(Exercises to complete):
(a) In the procurement article, how does the focus of Purchasing differ from that of Procurement?
(b) Carry on the article about procurement from its final line.

What is Procurement?

In this article, we will explain the meaning of procurement and the difference between procurement, purchasing, and a simple question like “What is Procurement?”

What is Procurement?

Procurement has become a very effective tool for companies of all sizes to cut costs and improve customer service. However, this term has a different meaning for different people. Anyway, procurement can be defined as below:
“Procurement refers to the participation in the development of requirements and their specifications; managing value analysis activities; conducting supply market research; managing supplier negotiations; conducting traditional buying activities; administering purchase contracts; managing supplier quality; buying inbound transportation” - from Purchasing and Materials Management Text and Cases by Donald Dobler

What is Purchasing?

Another confusing term is “Purchasing”. People often use the term “Purchasing” and “Procurement” interchangeably. Anyway, we would like to talk a little bit about the definition of Purchasing and Supply Chain Management: Strategies and Realities by Michael Quayle as below,
"Purchasing refers to the process by which a company contracts with third parties to obtain inventory, goods and services required to fulfill its business objectives in the most timely and cost-effective manner"

What is the difference between Procurement and Purchasing?

We are totally OK when people use the term Procurement and Purchasing the same way. The most important point to remember is that Purchasing focuses on day-to-day or short-term planning while Procurement focuses on long-term planning or strategic planning.

What is Outsourcing?

Outsourcing is basically how a company asks external parties to perform some tasks that were originally done in-house. Outsourcing is considered the fastest way to cut costs if executed properly. However, there are some golden rules you should follow as below,

- Don't outsource core competencies: don't outsource your operations that are rare, difficult to imitate or difficult to substitute

- Don't select the wrong vendors: vendor with the lowest price is not always the best case, a revenue increase of the value-added services can be a good alternative

- Avoid drafting a poor contract: create a clear and concise contract instead of a loose contract

- Don't overlook personal issues: employees see outsourcing as an underestimation of their skills and they can be counterproductive, then, open communication is the key

- Take the helm of outsourced activities: retain a small group of people with appropriate skills to manage and control vendors

- Do plan the exit strategy: avoid sole outsourcing and always have some backup vendors

What is Offshoring?

(Data section):
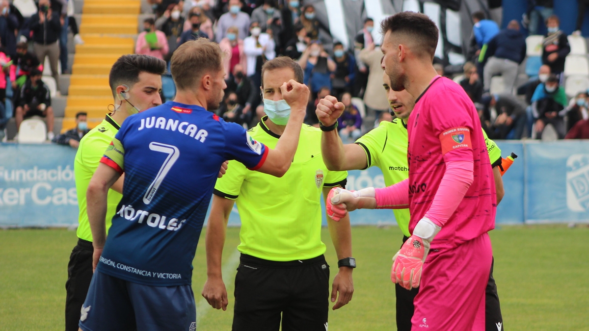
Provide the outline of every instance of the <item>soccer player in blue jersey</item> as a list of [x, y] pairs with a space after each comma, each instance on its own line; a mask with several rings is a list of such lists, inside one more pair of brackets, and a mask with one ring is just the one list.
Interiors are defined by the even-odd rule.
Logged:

(The answers):
(a) Purchasing focuses on day-to-day or short-term planning, while Procurement focuses on long-term or strategic planning.

(b)
Obtaining products or services from outside the country to achieve cost-effectiveness is one of the most widely used international business strategies. Offshoring encompasses two meanings,

- Moving your own factory out of the country (insourcing) 

- Asking vendors in foreign countries to make products and services for you (outsourcing) 

Why a company chooses to do offshoring in the first place? The biggest motivation to do offshoring is to cut costs. However, a company should also consider these offshoring costs below,

- Cost of facilities and utilities
- Landed material cost
- Labor cost
- Outbound logistics cost
- Interest rate and insurance
- Tax and duty

Some hidden costs of offshoring should also be identified below,

- Shortage cost
- Loss from poor quality
- Loss from lower utilization 
- Payment of bribes
- Loss from exchange rate
- Cost of control

What is Reshoring?

Reshoring is how to bring insourcing or outsourcing activities back to your own country. In the past couple of years, there was an increasing interest to bring manufacturing back to the home country. Other than the government policy in the U.S., people are considering reshoring because,

- Expected benefits of offshoring can't be reached 
- Cost is higher than expected 
- Rising labor cost 
- Currency risk 
- Quality problem
- Problem with trading partners abroad
- Infrastructure is not reliable
- Difficult to control
- Need to be near market/R&D

What is Supplier Relation?

Supplier relation is the way trading partners interact with each other. Based on the theoretical background, there are 4 types of supplier relationships as below,

- Transactional Relationship or Arms Length Relationship (no formal relationship)

- Basic Alliance (some level of trust and open communication)

- Operational Alliance (constant communication about capacity and demand/supply issues)

- Business Alliance (each party depends on specialized products/services from each other)

- Strategic Alliance (long-term commitment, resource sharing)

The earliest form of supplier relationships is the lean manufacturing program.

What is Supplier Relationship Management?

Supplier relation is a strategic decision, but it's usually formed by the top management or formed with the existing customers or suppliers. Anyway, supplier relation seems to start naturally in the same way as the human relationship.
To manage supplier relations properly, supplier relationship management practices should be in place. There are some guiding principles for supplier relationship management as below,

- Avoid knee-jerk reaction: don't form alliances based on the actions of your competitors. The alliance should be formed based on mutual interests, benefits, or common goals, not just because your competitors have formed the alliances with someone else.

- Focus more on how to work together: because strict contract terms kill a relationship.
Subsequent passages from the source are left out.